CHALLENGE –
Exactly reproduce the line containing "smiling in the photo above." together with every line after it, through the end of the entries, and give nothing more.

──────── STORED RECORDS

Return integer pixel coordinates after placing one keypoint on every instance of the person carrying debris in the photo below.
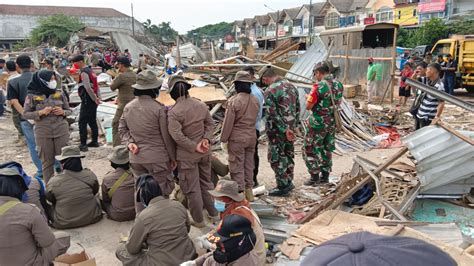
(90, 100)
(227, 192)
(257, 92)
(123, 83)
(159, 235)
(118, 187)
(191, 126)
(320, 130)
(143, 129)
(48, 107)
(26, 237)
(238, 131)
(73, 193)
(282, 114)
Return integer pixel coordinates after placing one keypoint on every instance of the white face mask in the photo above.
(52, 84)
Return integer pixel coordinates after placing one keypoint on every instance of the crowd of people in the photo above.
(156, 147)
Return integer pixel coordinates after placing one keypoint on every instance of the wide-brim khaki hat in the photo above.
(119, 155)
(147, 80)
(70, 152)
(175, 79)
(243, 76)
(227, 188)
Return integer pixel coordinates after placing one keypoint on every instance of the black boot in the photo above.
(281, 191)
(313, 181)
(324, 177)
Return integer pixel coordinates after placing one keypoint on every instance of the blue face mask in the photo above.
(219, 205)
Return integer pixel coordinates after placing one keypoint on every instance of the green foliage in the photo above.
(162, 32)
(211, 31)
(55, 29)
(432, 31)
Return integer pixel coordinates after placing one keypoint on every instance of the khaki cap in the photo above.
(175, 79)
(227, 188)
(243, 76)
(146, 80)
(119, 155)
(69, 152)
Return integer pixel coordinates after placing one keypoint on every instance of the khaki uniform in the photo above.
(51, 131)
(163, 228)
(239, 131)
(248, 259)
(123, 83)
(121, 206)
(189, 122)
(25, 238)
(73, 195)
(144, 123)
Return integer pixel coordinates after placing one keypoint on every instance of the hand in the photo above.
(290, 135)
(46, 111)
(133, 148)
(58, 111)
(173, 164)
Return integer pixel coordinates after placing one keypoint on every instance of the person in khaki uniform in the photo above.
(239, 132)
(144, 130)
(25, 238)
(73, 193)
(191, 126)
(160, 233)
(123, 83)
(48, 107)
(234, 241)
(118, 187)
(227, 192)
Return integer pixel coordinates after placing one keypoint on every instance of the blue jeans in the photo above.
(449, 84)
(29, 133)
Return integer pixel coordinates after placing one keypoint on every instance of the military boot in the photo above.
(313, 181)
(324, 177)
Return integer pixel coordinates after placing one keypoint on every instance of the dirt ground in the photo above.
(101, 239)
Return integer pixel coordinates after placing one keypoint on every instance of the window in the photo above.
(384, 14)
(332, 20)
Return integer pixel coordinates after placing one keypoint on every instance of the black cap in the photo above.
(232, 226)
(123, 60)
(364, 248)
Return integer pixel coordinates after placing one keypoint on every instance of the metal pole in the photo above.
(133, 22)
(440, 95)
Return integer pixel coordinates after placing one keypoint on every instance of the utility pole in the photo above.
(310, 24)
(133, 22)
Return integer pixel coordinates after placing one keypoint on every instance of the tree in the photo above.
(162, 32)
(55, 29)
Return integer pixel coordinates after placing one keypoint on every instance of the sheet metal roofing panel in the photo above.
(442, 158)
(304, 66)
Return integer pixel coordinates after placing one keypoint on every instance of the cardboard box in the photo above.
(77, 259)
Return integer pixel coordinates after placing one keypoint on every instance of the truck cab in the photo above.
(461, 47)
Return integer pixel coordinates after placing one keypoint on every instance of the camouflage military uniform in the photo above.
(283, 108)
(319, 141)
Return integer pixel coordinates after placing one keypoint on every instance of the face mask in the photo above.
(52, 84)
(219, 205)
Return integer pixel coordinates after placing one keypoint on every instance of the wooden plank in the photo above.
(366, 180)
(208, 95)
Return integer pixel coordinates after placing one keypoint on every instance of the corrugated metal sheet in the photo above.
(305, 65)
(442, 158)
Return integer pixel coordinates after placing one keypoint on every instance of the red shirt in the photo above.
(405, 73)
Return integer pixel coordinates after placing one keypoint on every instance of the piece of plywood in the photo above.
(208, 95)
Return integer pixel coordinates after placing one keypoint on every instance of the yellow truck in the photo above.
(462, 49)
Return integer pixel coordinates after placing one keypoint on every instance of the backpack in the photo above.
(27, 178)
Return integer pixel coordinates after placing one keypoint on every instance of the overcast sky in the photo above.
(184, 15)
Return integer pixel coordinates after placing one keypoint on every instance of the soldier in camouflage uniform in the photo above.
(319, 141)
(282, 114)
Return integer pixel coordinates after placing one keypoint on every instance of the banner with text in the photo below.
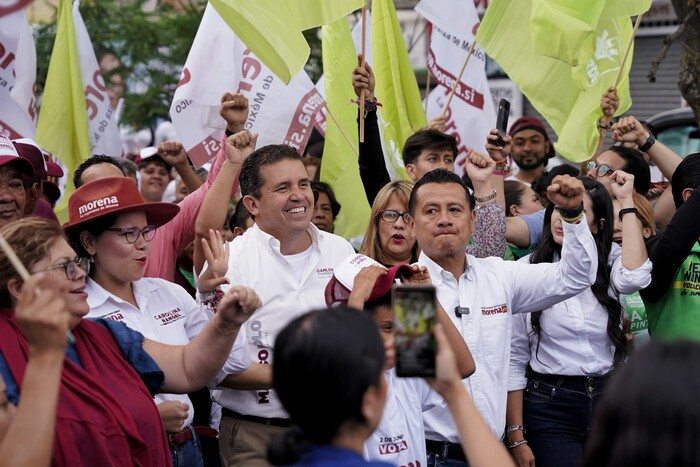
(17, 77)
(220, 62)
(471, 113)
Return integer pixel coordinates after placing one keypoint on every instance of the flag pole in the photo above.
(459, 78)
(345, 135)
(362, 65)
(629, 47)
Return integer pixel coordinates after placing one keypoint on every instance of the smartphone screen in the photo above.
(502, 120)
(414, 321)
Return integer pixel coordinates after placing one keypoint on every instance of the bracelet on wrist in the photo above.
(647, 144)
(626, 211)
(225, 332)
(571, 215)
(485, 199)
(211, 299)
(517, 443)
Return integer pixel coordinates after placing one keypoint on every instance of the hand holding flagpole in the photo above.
(362, 65)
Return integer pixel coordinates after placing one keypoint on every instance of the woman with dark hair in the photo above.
(572, 347)
(649, 414)
(338, 353)
(105, 413)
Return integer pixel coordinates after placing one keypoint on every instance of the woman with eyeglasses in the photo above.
(104, 414)
(572, 348)
(110, 223)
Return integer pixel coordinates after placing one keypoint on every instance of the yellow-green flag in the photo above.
(63, 124)
(339, 168)
(402, 112)
(568, 97)
(272, 28)
(565, 29)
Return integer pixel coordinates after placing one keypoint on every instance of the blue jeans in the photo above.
(557, 414)
(187, 454)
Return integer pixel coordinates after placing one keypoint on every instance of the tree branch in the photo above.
(668, 40)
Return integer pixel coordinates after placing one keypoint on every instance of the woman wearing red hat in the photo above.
(110, 223)
(105, 413)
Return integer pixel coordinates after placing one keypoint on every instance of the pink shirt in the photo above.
(180, 231)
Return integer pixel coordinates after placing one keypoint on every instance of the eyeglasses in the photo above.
(392, 216)
(71, 267)
(603, 169)
(132, 234)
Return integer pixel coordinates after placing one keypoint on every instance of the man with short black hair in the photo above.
(288, 261)
(672, 300)
(481, 294)
(531, 149)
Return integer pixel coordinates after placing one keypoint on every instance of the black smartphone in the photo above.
(502, 121)
(414, 322)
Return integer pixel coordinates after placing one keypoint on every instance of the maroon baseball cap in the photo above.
(113, 196)
(532, 123)
(340, 286)
(9, 154)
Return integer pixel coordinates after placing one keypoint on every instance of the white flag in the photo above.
(102, 124)
(471, 114)
(17, 77)
(219, 62)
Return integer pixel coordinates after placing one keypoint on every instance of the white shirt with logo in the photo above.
(166, 314)
(400, 436)
(488, 292)
(255, 261)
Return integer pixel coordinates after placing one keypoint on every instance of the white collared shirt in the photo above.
(166, 314)
(399, 439)
(492, 289)
(255, 261)
(574, 339)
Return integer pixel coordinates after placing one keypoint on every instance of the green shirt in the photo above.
(677, 314)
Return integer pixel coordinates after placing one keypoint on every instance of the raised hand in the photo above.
(479, 167)
(609, 102)
(566, 192)
(498, 153)
(42, 316)
(173, 152)
(236, 306)
(240, 145)
(364, 284)
(216, 252)
(629, 130)
(234, 109)
(363, 78)
(622, 185)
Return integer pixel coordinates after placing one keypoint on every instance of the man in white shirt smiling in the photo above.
(288, 262)
(480, 294)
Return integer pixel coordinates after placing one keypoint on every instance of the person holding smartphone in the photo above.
(364, 284)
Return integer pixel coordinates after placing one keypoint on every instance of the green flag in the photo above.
(402, 113)
(568, 97)
(63, 122)
(272, 28)
(340, 168)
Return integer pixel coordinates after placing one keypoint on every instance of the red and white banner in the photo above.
(471, 113)
(17, 77)
(102, 124)
(220, 62)
(11, 6)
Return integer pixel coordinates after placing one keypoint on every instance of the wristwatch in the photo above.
(647, 144)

────────────────

RESULT BELOW –
Return integer pixel coordinates after placing one keypoint on every instance of the man in white shirt smiling in the photo above.
(288, 262)
(480, 294)
Return integer pixel coordinates after placing one keypoint on every instance of the person holding smartphone in the photo above.
(364, 284)
Return integer pixel coordinates after placing one keypoint on every instance of the green flag in the photo above.
(402, 113)
(568, 97)
(63, 122)
(272, 28)
(340, 168)
Return integer pixel coordinates after placing one keypoint on every instance of the red and white banner in the photo above.
(471, 113)
(17, 77)
(102, 124)
(220, 62)
(11, 6)
Return integer pixel coordinates after placing one keypoint on every instance of the wristwatch in the photo above.
(647, 144)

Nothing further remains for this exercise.